+++ Texto de lectura

12.9.06

El pez grande y el pez chico

Juanito tenía seis años y un pelo crespo y rebelde que se hacía difícil peinar. Los mechones rubios se desperezaban desde la coronilla, mientras su madre intentaba ponerle el uniforme, para su primer día de vuelta al colegio, tras las vacaciones.

Había tenido a su hijo con mucho trabajo, después de numerosos tratamientos de fertilidad junto a su marido. Y por fin, con 37 años consiguió dar a luz a esa criatura tan esperada, amada, deseada... Ahora tenía 43 y cada vez menos energía para correr detrás de esa pesadilla revoltosa que era el rey de la casa.

Ni fuerzas para castigarle cuando se portaba mal, ni voluntad para ponerle límites. Su hijo era más que su vida, su sol. Y no hacía más que repetírselo, mientras le ofrecía golosinas con la sola intención de ver de nuevo su sonrisa llenar de luz la habitación. No había nada que Juanito hiciera mal, y si lo había, se olvidaba pronto.

++++++

• Ejercicio escrito A: En el relato «El pez grande y el pez chico», ¿con qué propósito le ofrecía la madre golosinas a Juanito? Conteste en una a tres oraciones.
• Ejercicio escrito B: Prosiga el relato sobre Juanito y su madre a partir de la última oración del texto de lectura.
El material no interviene en absoluto en este ejercicio.

+++ Información proporcionada

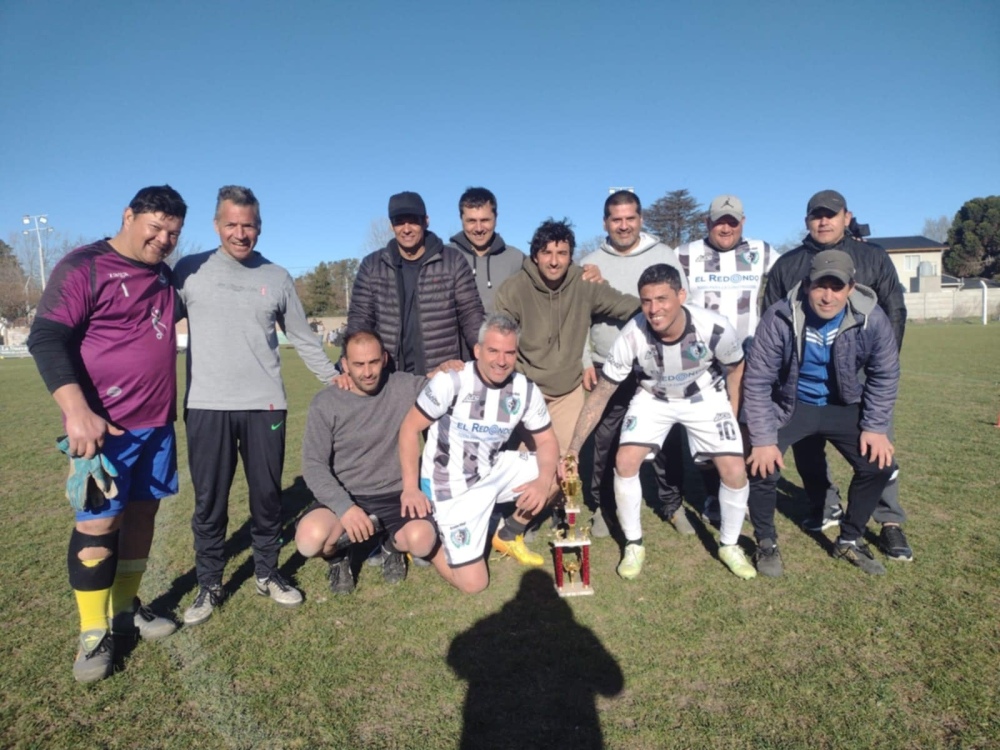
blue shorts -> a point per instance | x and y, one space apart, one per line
146 461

++++++

• Resultado final A: La madre le ofrecía golosinas a Juanito con la sola intención de volver a ver su sonrisa llenar de luz la habitación.

• Resultado final B:
Así que aquel primer día de colegio estaba siendo duro. No había nervios, ni emoción en la cara de su hijo. Sólo un llanto intermitente y reivindicativo, que su madre fingía no escuchar. Contra su voluntad, lo dejó a cargo de la maestra y se fue lentamente, tras miles de abrazos desconsolados, lanzándole besos tras el cristal de la puerta, tal como había leído que debía hacerse en los libros de psicología infantil que acumulaba en su estantería.

Los primeros días entre los niños fueron más de juegos y risas, que de cuadernos y libros. Y sin embargo, el insatisfecho Juanito no cambiaba su expresión enfurruñaba. Apenas hablaba con nadie. Los ojos vacíos nunca se posaron en los lápices de colores de su mesa, ni en los dibujos que adornaban las paredes, ni siquiera, en los pájaros que volaban tras los cristales. Respondía a la maestra con un mutismo insolente. A veces, en contrapartida, le gritaba y volvía a lloriquear.

Juanito, en definitiva, echaba de menos los mimos de su madre.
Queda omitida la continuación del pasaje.